===== Material supplied
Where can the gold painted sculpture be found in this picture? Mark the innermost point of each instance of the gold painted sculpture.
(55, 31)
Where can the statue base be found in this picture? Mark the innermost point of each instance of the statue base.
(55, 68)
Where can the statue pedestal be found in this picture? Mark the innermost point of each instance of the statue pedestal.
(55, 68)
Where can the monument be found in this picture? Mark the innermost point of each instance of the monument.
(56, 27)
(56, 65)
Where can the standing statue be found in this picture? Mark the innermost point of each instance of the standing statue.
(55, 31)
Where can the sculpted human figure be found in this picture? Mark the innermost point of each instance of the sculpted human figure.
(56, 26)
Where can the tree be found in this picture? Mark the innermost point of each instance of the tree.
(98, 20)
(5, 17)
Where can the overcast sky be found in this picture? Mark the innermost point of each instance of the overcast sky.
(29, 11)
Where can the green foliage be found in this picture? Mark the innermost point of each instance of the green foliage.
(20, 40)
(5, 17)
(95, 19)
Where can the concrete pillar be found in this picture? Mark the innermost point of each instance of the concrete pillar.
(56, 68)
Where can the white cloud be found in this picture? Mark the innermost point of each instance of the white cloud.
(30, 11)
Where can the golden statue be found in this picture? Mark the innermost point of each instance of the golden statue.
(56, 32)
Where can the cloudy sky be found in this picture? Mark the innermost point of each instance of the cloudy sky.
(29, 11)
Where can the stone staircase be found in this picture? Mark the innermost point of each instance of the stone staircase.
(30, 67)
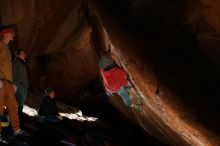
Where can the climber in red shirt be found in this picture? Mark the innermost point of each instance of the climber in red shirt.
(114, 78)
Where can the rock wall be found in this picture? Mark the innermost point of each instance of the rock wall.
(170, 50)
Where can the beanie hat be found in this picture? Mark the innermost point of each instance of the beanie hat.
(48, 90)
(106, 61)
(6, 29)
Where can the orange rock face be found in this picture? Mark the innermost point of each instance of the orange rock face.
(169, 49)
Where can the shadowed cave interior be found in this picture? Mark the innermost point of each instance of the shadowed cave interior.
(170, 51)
==========
Set every record down again verbatim, without pictures.

Finished exercise>
Where can the gold painted sculpture be found in this picture? Mark the innermost point of each instance of the gold painted sculpture.
(55, 31)
Where can the statue base be found in this picture? Mark the innermost point of each instance of the statue base.
(55, 68)
Where can the statue pedestal be found in this picture? Mark the innermost point of each instance of the statue pedestal.
(55, 68)
Where can the monument be found in this picture? Mark the innermost point of each instance of the monument.
(56, 27)
(56, 65)
Where can the standing statue be found in this picture? Mark the innermost point of each instance of the standing statue.
(55, 31)
Where can the sculpted human figure be found in this picture? Mark the innermost point of each instance of the sculpted human figure.
(56, 26)
Where can the tree be found in this picture? Mark the innermost point of each instance of the tree.
(98, 20)
(5, 17)
Where can the overcast sky be found in this picture? Mark the innermost point of each instance of the overcast sky.
(29, 11)
Where can the green foliage be found in this picture? Mark the innermost point of each instance of the green foliage.
(20, 40)
(5, 17)
(95, 19)
Where can the concrete pillar be found in this picture? Mark the innermost point of each instance of the concrete pillar.
(56, 68)
Where can the white cloud be found in this picture? Mark the innermost point of each instance of the white cloud.
(30, 11)
Where can the golden statue be found in this picture? Mark the innermost point of each instance of the golden statue.
(56, 32)
Where can the cloudy sky be found in this picture? Mark the innermost point of each instance of the cloudy sky.
(29, 11)
Where can the stone staircase be found in this picture? Mark the innermost point of each instance of the stone staircase.
(30, 67)
Where can the climber in red shirt be found in this picture? Mark the innermost point of each instance of the climber in red shirt.
(114, 78)
Where can the rock wall be found in this picture? Mark the innermost point of each instance of the rock wall.
(170, 50)
Where can the beanie hat be found in this picture? Mark the innermost point of each instance of the beanie hat.
(48, 90)
(106, 61)
(6, 29)
Where can the orange rock face be found in this picture? Mark the innermost point of each instance of the orange rock face.
(169, 49)
Where can the shadowed cave interior be found in this picture? Mark the innermost point of each instance of the shadowed cave interior.
(170, 51)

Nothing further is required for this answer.